#### [Actions to take]
**A)** In the Jane Austen blog posts, on what date will PBS begin broadcasting The Complete Jane Austen?
**B)** Name every book or TV program title that appears in the Jane Austen blog posts.

═══ Provided text ═══

Maybe You Can Get Too Much Of A Good Thing

The Complete Jane Austen ended on Masterpiece last weekend. I still haven't finished watching the first episode of the last installment. I'm having a hard time getting up any enthusiasm for it.

I've read a number of Jane Austen books over the years, but I liked some more than others. And I read them over the years. When taking in all her work, even on-screen, in only a few months, it's hard not to notice that she's a bit predictable, what with the happy endings and love conquering all and what not. And while I've been a fan of Pride and Prejudice, reading the book twice, watching at least one film adaptation, this time I felt that maybe Mr. Darcy (who appears on many readers' Book Boyfriend lists) is kind of a pain in the arse.

I can't say I found Gillian Anderson's readings off the teleprompter all that stimulating as far as introductions are concerned, either.

All in all, it wasn't as exciting an experience as I was hoping for.


Friday, December 21, 2007

How Much Do You Love Jane Austen?

By this time of year, I am looking forward to my favorite month, January. Oh, the splendors of that quiet, winter month filled with quality nothing time! I can't say enough good things about it.

This January has its own special pleasures to offer. On Sunday, January 13, PBS will begin broadcasting The Complete Jane Austen. Every Sunday until the first week in April, you can find something Austeny on your TV.

And look! Scully will be our host! Can January get any better?

Why, yes, it can.

On December 30 and January 6 PBS is rerunning an excellent version of Jane Eyre. I loved it the first time it was on.

═══ Recorded data ═══

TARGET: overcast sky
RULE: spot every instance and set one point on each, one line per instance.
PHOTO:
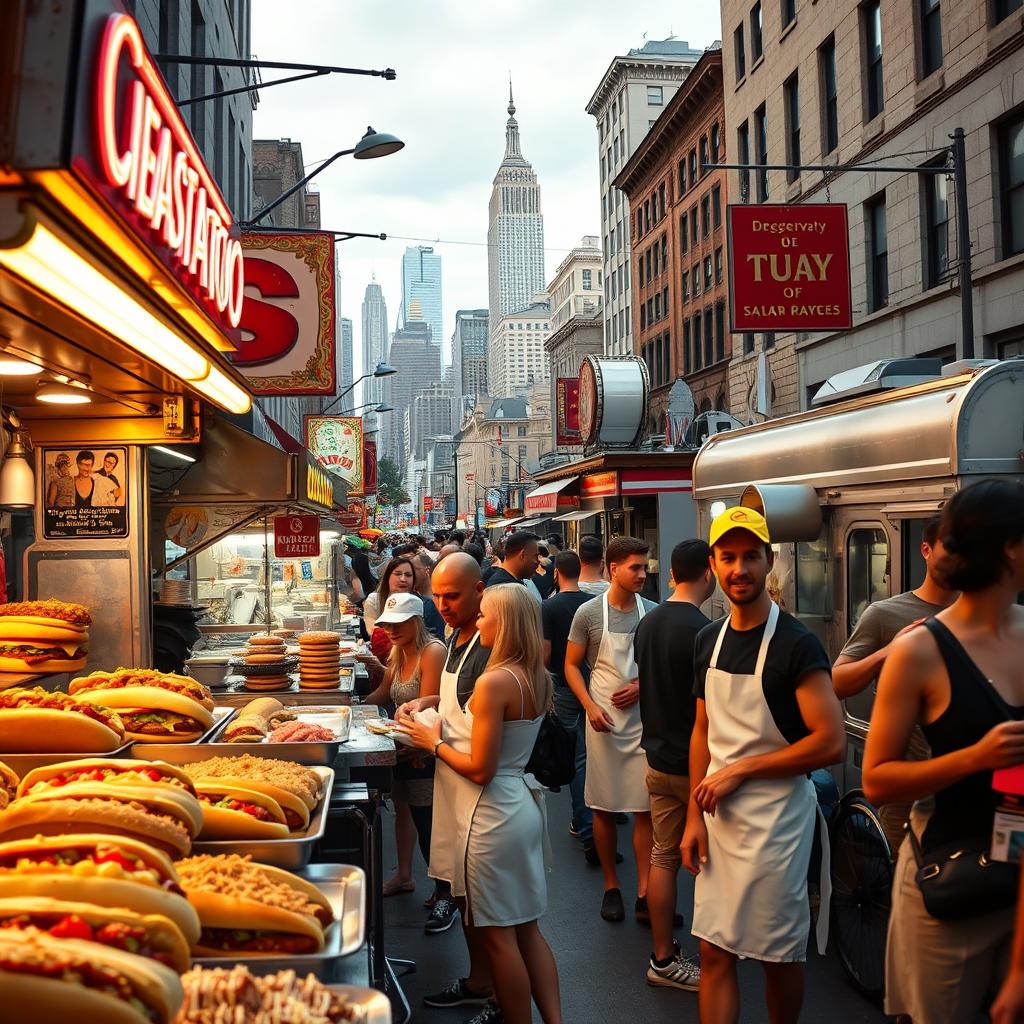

═══

#### [Expected outputs]
**A)** Sunday, January 13

**B)**
The Complete Jane Austen
Masterpiece
Pride and Prejudice
Jane Eyre